*Stated exercise:* Edit all of the data below by swapping every "Pest-scouting request" for "Field-scouting request", keeping everything else the same. Write the lines out again without the pictures.

Location annotation dataset excerpts
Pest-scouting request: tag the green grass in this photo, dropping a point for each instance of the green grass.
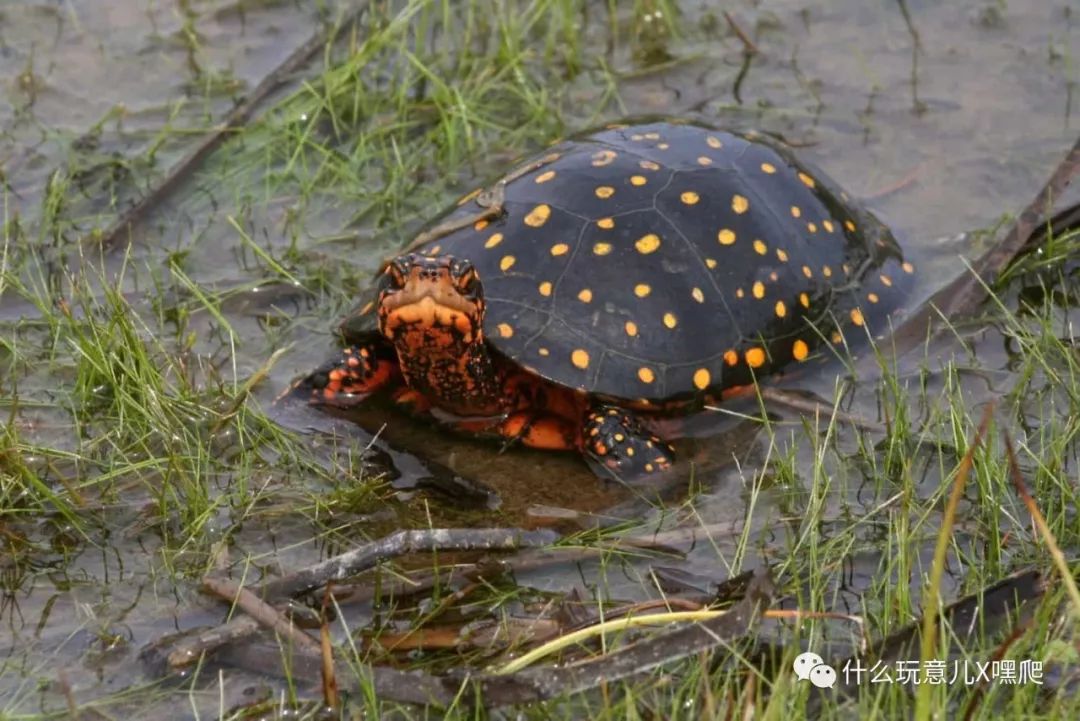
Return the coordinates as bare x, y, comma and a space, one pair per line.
133, 422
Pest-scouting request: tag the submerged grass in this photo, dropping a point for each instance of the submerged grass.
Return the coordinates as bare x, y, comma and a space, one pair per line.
131, 410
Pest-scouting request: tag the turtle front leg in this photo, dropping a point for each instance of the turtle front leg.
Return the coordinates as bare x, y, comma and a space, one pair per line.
616, 444
349, 379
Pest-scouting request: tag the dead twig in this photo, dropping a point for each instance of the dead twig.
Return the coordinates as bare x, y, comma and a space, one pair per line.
967, 293
237, 118
400, 544
748, 45
258, 610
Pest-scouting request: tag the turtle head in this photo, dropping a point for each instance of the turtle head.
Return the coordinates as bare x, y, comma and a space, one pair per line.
431, 302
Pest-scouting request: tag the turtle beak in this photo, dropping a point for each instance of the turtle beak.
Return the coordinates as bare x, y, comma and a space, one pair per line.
429, 300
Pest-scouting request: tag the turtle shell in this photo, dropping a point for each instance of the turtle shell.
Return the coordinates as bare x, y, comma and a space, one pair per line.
669, 260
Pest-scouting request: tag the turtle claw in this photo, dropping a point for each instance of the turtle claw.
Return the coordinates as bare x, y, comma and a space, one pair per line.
617, 445
348, 380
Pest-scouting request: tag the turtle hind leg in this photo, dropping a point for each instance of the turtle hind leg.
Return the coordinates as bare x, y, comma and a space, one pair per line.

*Finished task:*
Field-scouting request: tag the green grass in this photo, dropping a point for each instance of the green grass.
Return the coordinates as bare x, y, comma and a space, one pair per line.
133, 422
Field-scouting request: tag the submerged grass in this photo, dropping a point for each instance of the submerged grass.
Return the coordinates as bare x, y, comma and a space, one pair per line.
131, 410
Field-scouting request: tag the turtle front leg in this photo, dropping a point for each instance of the turtle front leg.
Return the coordinates as bare x, y, comma and a space, one pair per line.
616, 444
349, 379
Field-scouting request: tag the dead twig in this photo, dropping a point for each instance of the dead twig.
Return the coordinates as bare x, y, comma and a space, one pair per line.
967, 293
237, 118
400, 544
748, 45
258, 610
Field-scouting request: tag the turtle head in this photo, dropping a point for each instance of the turtle head.
Return the coordinates as bare x, y, comma and a space, one pair per line.
431, 302
Field-scouting request: tag the turtle beak in this photo, dropping a point for each instance of the turtle beak.
Return the coordinates as bare x, y, comma and a space, one pair per line.
429, 300
Field-scouting request: tag the turtle shell in this photo, dropping a point for each instance of the turtle shell.
Return the coordinates as bare x, y, comma and a space, one pair per line.
669, 260
Field-scouting request: tag the turtle claw in this photo, dropping a point for each instance of the turtle claw.
Return the coordinates as bare x, y, comma and a space, one pair per line.
617, 445
348, 380
Field-scouting request: tag the turtle hind leg in this photo, dropping a point for each instance of the turtle hind leg.
Return the coordinates as bare x, y, comma and a space, one pair per line.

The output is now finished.